### PROBLEM TO SOLVE:
Reproduce, word for word, every line starting at the line that contains "Could you point out the car door" and ending with the final line of the entries.

(Region pointing data)
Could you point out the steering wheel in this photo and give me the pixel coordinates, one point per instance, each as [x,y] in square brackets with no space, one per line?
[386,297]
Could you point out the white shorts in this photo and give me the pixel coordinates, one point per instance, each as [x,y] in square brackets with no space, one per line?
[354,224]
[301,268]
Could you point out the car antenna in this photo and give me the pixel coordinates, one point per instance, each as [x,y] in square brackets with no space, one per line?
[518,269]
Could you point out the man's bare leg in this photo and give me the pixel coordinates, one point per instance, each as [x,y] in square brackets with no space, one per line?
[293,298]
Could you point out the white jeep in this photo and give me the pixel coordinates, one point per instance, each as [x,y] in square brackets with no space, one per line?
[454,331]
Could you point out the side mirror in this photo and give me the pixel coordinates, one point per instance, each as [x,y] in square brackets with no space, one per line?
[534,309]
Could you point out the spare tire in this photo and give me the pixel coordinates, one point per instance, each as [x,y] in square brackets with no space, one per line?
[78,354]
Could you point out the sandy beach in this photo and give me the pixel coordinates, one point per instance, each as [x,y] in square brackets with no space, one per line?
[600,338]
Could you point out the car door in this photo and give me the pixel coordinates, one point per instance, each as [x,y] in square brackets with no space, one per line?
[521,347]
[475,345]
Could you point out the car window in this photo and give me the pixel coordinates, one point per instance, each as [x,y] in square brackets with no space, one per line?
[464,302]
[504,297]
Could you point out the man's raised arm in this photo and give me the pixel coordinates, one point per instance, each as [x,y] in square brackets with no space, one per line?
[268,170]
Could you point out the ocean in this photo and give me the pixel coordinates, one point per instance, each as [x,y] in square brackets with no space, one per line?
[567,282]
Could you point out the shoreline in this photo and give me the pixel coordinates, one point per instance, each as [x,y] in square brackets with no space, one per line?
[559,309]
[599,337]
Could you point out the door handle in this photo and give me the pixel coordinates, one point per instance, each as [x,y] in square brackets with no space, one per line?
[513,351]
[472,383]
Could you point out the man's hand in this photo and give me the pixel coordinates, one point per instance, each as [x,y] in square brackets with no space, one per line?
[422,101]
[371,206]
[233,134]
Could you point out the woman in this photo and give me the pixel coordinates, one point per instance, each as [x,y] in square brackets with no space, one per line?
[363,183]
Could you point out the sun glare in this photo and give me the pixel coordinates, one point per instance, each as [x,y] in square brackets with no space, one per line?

### RESPONSE AREA:
Could you point out the car door in this photo and give me the pixel coordinates, one point per instance, each as [x,y] in square brackets with no space, one per line?
[521,347]
[475,345]
Could you point out the car window in this photo and give me the pixel coordinates, one point per instance, each as [x,y] in square brackets with no space, one per line?
[464,302]
[504,297]
Could you point out the man's raised arm in this photo and give me the pixel coordinates, one point per instance, each as [x,y] in square brackets with no space, one per line?
[268,170]
Could you point out the ocean in this photo and give me the pixel coordinates, one point per instance, each as [x,y] in square brackets with no space, one per line?
[567,282]
Could you point out the shoreline in this photo and give me the pixel coordinates, one point per instance, each as [x,y] in square brackets with no space, one per line?
[559,309]
[599,337]
Could you point out the door handle in this photo and give me the pixel coordinates, one point per instance, each as [x,y] in square brackets with no space, one per line?
[513,351]
[472,383]
Could you point out the man's hand in this photo and give me the pixel coordinates, one point per instance, each as [x,y] in square brackets with no space, one per line?
[422,101]
[371,206]
[233,134]
Could you point out the woman in this photo and give me the pixel coordinates, one point per instance, each as [x,y] in square brackets with no space, one per line?
[363,183]
Could you point out the sun glare in this photo and give me the pixel coordinates, one point per instance, each as [x,y] in square brackets with no space, one per line?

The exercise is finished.